Short problem: Rewrite every line of the records below as a numbered list, leaving out any blank lines.

Raw data:
##############################

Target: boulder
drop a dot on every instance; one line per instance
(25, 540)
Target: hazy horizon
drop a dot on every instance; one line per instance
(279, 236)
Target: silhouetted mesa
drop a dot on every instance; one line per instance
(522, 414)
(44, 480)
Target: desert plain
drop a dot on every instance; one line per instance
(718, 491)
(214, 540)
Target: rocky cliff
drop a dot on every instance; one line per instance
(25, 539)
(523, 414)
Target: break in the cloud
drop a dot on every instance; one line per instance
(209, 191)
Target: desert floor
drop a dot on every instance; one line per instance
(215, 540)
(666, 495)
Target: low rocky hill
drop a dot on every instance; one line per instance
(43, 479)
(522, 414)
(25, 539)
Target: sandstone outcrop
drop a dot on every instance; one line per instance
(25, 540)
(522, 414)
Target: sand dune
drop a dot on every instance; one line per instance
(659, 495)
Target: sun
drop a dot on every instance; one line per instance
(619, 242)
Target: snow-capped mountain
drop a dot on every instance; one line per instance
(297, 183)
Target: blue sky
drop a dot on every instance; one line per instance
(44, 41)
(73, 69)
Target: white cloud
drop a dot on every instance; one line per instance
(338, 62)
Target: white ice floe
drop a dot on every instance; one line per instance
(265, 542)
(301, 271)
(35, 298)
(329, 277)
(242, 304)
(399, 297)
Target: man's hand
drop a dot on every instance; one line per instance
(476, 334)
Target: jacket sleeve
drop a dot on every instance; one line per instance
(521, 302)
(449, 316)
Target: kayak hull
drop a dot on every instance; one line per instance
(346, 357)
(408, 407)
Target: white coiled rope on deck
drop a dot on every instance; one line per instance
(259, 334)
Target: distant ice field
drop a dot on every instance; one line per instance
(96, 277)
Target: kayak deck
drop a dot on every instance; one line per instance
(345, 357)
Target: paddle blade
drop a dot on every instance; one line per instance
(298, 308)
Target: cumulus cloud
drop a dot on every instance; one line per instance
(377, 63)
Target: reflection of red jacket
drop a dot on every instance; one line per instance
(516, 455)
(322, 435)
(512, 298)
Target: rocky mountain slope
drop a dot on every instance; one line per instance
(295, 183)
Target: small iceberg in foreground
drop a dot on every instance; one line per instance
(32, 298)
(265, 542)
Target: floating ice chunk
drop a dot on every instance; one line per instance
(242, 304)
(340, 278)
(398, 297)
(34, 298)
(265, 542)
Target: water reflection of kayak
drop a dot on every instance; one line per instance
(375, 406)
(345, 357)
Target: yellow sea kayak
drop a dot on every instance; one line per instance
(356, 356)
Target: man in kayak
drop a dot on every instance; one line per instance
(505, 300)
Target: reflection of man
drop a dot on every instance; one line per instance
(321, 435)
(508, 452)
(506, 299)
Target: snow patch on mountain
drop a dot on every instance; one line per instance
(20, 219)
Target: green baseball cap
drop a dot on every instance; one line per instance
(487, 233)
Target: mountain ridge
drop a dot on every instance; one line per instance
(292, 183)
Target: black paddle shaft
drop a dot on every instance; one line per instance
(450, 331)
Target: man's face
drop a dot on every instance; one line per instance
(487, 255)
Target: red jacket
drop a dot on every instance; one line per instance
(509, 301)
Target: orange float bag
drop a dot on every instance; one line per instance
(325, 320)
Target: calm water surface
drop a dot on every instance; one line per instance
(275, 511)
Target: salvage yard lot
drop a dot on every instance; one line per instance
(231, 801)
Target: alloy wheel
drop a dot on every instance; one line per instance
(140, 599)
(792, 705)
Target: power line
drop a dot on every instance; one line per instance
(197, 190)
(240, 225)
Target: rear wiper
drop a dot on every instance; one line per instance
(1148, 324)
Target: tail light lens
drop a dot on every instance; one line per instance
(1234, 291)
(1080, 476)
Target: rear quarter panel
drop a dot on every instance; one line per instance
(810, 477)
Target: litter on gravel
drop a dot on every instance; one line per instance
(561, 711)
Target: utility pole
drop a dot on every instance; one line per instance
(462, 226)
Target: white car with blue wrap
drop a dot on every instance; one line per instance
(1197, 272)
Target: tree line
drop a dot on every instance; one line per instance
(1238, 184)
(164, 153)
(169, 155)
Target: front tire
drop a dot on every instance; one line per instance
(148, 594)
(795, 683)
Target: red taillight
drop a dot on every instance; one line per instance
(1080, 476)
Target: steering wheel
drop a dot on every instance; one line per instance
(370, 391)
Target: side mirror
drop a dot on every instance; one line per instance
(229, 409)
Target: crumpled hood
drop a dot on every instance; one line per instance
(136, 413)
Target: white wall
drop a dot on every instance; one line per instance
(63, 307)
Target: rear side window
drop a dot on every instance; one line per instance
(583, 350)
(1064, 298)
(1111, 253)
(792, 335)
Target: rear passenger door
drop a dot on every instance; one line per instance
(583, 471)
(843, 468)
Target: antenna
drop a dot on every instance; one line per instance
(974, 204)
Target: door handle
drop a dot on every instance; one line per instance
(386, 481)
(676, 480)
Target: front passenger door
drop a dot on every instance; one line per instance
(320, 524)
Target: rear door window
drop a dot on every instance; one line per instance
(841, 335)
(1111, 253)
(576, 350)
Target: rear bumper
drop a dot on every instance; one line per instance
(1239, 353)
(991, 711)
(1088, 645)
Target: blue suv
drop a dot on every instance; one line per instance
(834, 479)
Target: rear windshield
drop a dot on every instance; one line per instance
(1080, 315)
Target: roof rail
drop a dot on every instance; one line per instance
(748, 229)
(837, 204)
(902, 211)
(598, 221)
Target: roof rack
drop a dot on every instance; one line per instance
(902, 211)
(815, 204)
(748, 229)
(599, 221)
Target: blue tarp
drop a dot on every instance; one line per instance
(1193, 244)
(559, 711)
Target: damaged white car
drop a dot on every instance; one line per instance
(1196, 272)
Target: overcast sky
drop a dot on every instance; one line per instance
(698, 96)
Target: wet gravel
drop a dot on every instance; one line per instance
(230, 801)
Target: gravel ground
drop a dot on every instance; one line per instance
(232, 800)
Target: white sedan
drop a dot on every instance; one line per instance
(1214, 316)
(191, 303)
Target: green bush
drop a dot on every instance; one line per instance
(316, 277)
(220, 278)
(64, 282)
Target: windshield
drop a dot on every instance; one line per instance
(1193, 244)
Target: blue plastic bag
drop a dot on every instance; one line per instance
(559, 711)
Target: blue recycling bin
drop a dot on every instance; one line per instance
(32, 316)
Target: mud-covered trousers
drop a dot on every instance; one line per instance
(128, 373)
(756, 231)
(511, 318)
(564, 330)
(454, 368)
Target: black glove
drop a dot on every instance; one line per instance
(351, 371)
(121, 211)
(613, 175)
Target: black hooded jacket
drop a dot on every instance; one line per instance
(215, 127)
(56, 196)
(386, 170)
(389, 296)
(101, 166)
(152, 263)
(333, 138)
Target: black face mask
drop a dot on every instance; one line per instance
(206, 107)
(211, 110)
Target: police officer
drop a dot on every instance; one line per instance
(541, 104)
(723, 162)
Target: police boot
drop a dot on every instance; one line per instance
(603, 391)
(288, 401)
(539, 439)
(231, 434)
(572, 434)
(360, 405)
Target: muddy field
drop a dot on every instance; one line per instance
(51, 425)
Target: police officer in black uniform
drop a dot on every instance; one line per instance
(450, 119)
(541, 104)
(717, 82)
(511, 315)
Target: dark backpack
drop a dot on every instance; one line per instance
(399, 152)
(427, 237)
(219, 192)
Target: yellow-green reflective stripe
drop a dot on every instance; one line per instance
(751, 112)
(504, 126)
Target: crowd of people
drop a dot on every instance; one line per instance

##############################

Full output:
1. Target: boulder
2. drop a dot on every instance; one line per instance
3. (25, 540)
4. Target: hazy horizon
5. drop a dot on every instance; one line per instance
6. (279, 236)
7. Target: silhouetted mesa
8. drop a dot on every instance; one line per instance
9. (522, 414)
10. (44, 480)
11. Target: desert plain
12. drop a dot on every instance; one line per instance
13. (718, 491)
14. (214, 540)
15. Target: rocky cliff
16. drop a dot on every instance; one line per instance
17. (25, 539)
18. (523, 414)
19. Target: break in the cloud
20. drop a dot on every instance; one line per instance
21. (209, 191)
22. Target: desert floor
23. drop a dot on every instance; one line per instance
24. (215, 540)
25. (666, 495)
26. Target: low rocky hill
27. drop a dot on every instance; one line per instance
28. (43, 479)
29. (522, 414)
30. (25, 539)
31. Target: sandstone outcrop
32. drop a dot on every instance; one line per instance
33. (25, 540)
34. (522, 414)
35. Target: sand dune
36. drop a dot on every instance; one line per instance
37. (659, 495)
38. Target: sun
39. drop a dot on every instance; one line per instance
40. (619, 242)
41. Target: snow-capped mountain
42. drop a dot on every instance; one line per instance
43. (297, 183)
44. Target: blue sky
45. drop a dot on every instance; one line per instance
46. (44, 41)
47. (73, 69)
48. Target: white cloud
49. drop a dot on every instance; one line per instance
50. (338, 62)
51. Target: white ice floe
52. drop a dot on every instance; one line per instance
53. (265, 542)
54. (301, 271)
55. (35, 298)
56. (329, 277)
57. (242, 304)
58. (399, 297)
59. Target: man's hand
60. drop a dot on every instance; one line per instance
61. (476, 334)
62. Target: jacket sleeve
63. drop a dot on every instance; one line per instance
64. (521, 302)
65. (449, 316)
66. Target: kayak hull
67. drop a dot on every instance; one line per instance
68. (346, 357)
69. (408, 407)
70. Target: white coiled rope on deck
71. drop a dot on every instance; one line per instance
72. (259, 334)
73. Target: distant ice field
74. drop a dot on every instance; one line per instance
75. (96, 277)
76. Target: kayak deck
77. drop a dot on every instance; one line per instance
78. (345, 357)
79. Target: paddle blade
80. drop a dot on every instance; one line per instance
81. (298, 308)
82. Target: cumulus cloud
83. drop a dot on every instance; one line per instance
84. (377, 63)
85. Target: reflection of red jacket
86. drop a dot on every instance; one line per instance
87. (516, 455)
88. (322, 435)
89. (512, 298)
90. Target: rocky mountain slope
91. drop a dot on every instance; one line per instance
92. (295, 183)
93. Target: small iceberg in foreground
94. drop a dot on every instance; one line per instance
95. (32, 298)
96. (265, 542)
97. Target: floating ice chunk
98. drop a dot on every instance; one line per instance
99. (242, 304)
100. (340, 278)
101. (398, 297)
102. (34, 298)
103. (265, 542)
104. Target: water reflection of kayak
105. drop a dot on every instance; one line per instance
106. (375, 406)
107. (345, 357)
108. Target: yellow sea kayak
109. drop a dot on every instance; one line per instance
110. (356, 356)
111. Target: man in kayak
112. drop a dot on every instance; one line per instance
113. (505, 300)
114. Target: reflection of man
115. drop a dot on every instance; one line per instance
116. (321, 435)
117. (508, 452)
118. (506, 299)
119. Target: snow patch on mountain
120. drop a dot on every instance; one line per instance
121. (20, 219)
122. Target: green baseball cap
123. drop a dot on every instance; one line per instance
124. (487, 233)
125. Target: mountain ridge
126. drop a dot on every instance; one line per instance
127. (292, 183)
128. Target: black paddle shaft
129. drop a dot on every instance; one line per instance
130. (450, 331)
131. Target: man's face
132. drop a dot on every instance; one line per instance
133. (487, 255)
134. Target: red jacket
135. drop a dot on every instance; one line per instance
136. (509, 301)
137. Target: orange float bag
138. drop a dot on every instance; one line per instance
139. (325, 320)
140. Target: calm water surface
141. drop a dot on every instance; one line per instance
142. (275, 511)
143. Target: salvage yard lot
144. drop a dot on every instance; one line per instance
145. (231, 801)
146. Target: alloy wheel
147. drop a dot on every instance; one line per instance
148. (140, 599)
149. (792, 705)
150. Target: power line
151. drop a dot on every instance; one line per instance
152. (197, 190)
153. (240, 225)
154. Target: rear wiper
155. drop a dot on every instance; one line per instance
156. (1148, 324)
157. Target: tail light lens
158. drop a dot on every instance; one line per instance
159. (1234, 291)
160. (1080, 476)
161. Target: rear quarter panel
162. drop a dot on every instance; one line per instance
163. (810, 477)
164. Target: litter on gravel
165. drop a dot on every instance; one line per instance
166. (561, 711)
167. Target: utility pole
168. drop a dot on every instance; one line per instance
169. (462, 226)
170. Target: white car with blue wrap
171. drop a dot on every instance; one line per instance
172. (1197, 272)
173. Target: tree line
174. drop a dot on every instance; one line per instance
175. (1238, 184)
176. (164, 153)
177. (169, 155)
178. Target: front tire
179. drop a dot on every instance; one line per instance
180. (148, 594)
181. (795, 683)
182. Target: red taillight
183. drop a dot on every instance; one line per instance
184. (1080, 476)
185. Target: steering wheel
186. drop a dot on every instance; one line per instance
187. (370, 391)
188. Target: side mirror
189. drop a dot on every instance; one line per instance
190. (229, 409)
191. Target: crumpled hood
192. drop a dot on every instance; one line per instance
193. (136, 413)
194. Target: white wall
195. drop a dot on every instance; one line per instance
196. (63, 307)
197. Target: rear side window
198. drop a dot on every instance; one line per instance
199. (583, 350)
200. (1064, 298)
201. (1111, 253)
202. (792, 335)
203. Target: rear passenger door
204. drop a dot on every instance; one line per instance
205. (583, 471)
206. (843, 468)
207. Target: antenna
208. drop a dot on every instance; one line per instance
209. (974, 204)
210. Target: door handle
211. drop a dot on every instance; one line per instance
212. (386, 481)
213. (676, 480)
214. Target: front passenger door
215. drop a dot on every instance; one line per instance
216. (320, 524)
217. Target: rear door window
218. drop a dot on every instance; one line per instance
219. (841, 335)
220. (1111, 253)
221. (576, 350)
222. Target: rear bumper
223. drop a dot on every instance; one line per instance
224. (1239, 353)
225. (991, 711)
226. (1088, 645)
227. Target: blue suv
228. drop a dot on every instance; one line per instance
229. (834, 479)
230. Target: rear windshield
231. drop a dot on every instance; one line per instance
232. (1080, 315)
233. Target: roof rail
234. drop a dot on every instance; one line per instance
235. (748, 229)
236. (837, 204)
237. (902, 211)
238. (598, 221)
239. Target: roof rack
240. drop a dot on every instance; one line per instance
241. (902, 211)
242. (815, 204)
243. (748, 229)
244. (599, 221)
245. Target: blue tarp
246. drop a dot on every instance; one line per instance
247. (1193, 244)
248. (559, 711)
249. Target: damaged white car
250. drop a dot on every instance; one line per instance
251. (1196, 272)
252. Target: overcast sky
253. drop a dot on every instance; one line per instance
254. (698, 96)
255. Target: wet gravel
256. drop a dot on every instance; one line per instance
257. (230, 801)
258. Target: gravel ground
259. drop a dot on every instance; one line per instance
260. (232, 800)
261. Target: white sedan
262. drop a dot on every instance; one line per instance
263. (1214, 316)
264. (191, 303)
265. Target: green bush
266. drop a dot on every instance; one line per instance
267. (316, 277)
268. (220, 278)
269. (64, 282)
270. Target: windshield
271. drop a dot on every instance; one line per instance
272. (1193, 244)
273. Target: blue plastic bag
274. drop a dot on every instance; one line per instance
275. (559, 711)
276. Target: blue recycling bin
277. drop a dot on every instance; one line per instance
278. (32, 316)
279. Target: mud-covered trousers
280. drop a dot on every instance; one line per instance
281. (128, 373)
282. (756, 231)
283. (511, 318)
284. (564, 330)
285. (454, 368)
286. Target: black glove
287. drop a dot on every instance; one line per instance
288. (351, 371)
289. (121, 211)
290. (613, 175)
291. Target: black hooded jacket
292. drop a dot on every instance; one line per instance
293. (215, 127)
294. (56, 196)
295. (386, 170)
296. (389, 296)
297. (101, 166)
298. (152, 263)
299. (333, 138)
300. Target: black face mask
301. drop a dot on every instance; one line per instance
302. (206, 107)
303. (211, 110)
304. Target: police officer
305. drop a dot on every instance; one line per instance
306. (541, 104)
307. (723, 162)
308. Target: police boot
309. drop a dot on every instance; one line per instance
310. (603, 391)
311. (288, 401)
312. (539, 439)
313. (231, 434)
314. (572, 434)
315. (360, 405)
316. Target: muddy field
317. drop a dot on every instance; one line per instance
318. (51, 425)
319. Target: police officer in black uniform
320. drop a dot on every instance; one line per instance
321. (450, 119)
322. (541, 104)
323. (717, 82)
324. (511, 315)
325. Target: dark backpack
326. drop a dot on every instance; one line per instance
327. (399, 152)
328. (427, 237)
329. (219, 192)
330. Target: yellow-green reflective stripe
331. drop a dot on every instance; one line per instance
332. (751, 112)
333. (504, 126)
334. Target: crowd of people
335. drop a dot on every instance; one line per instance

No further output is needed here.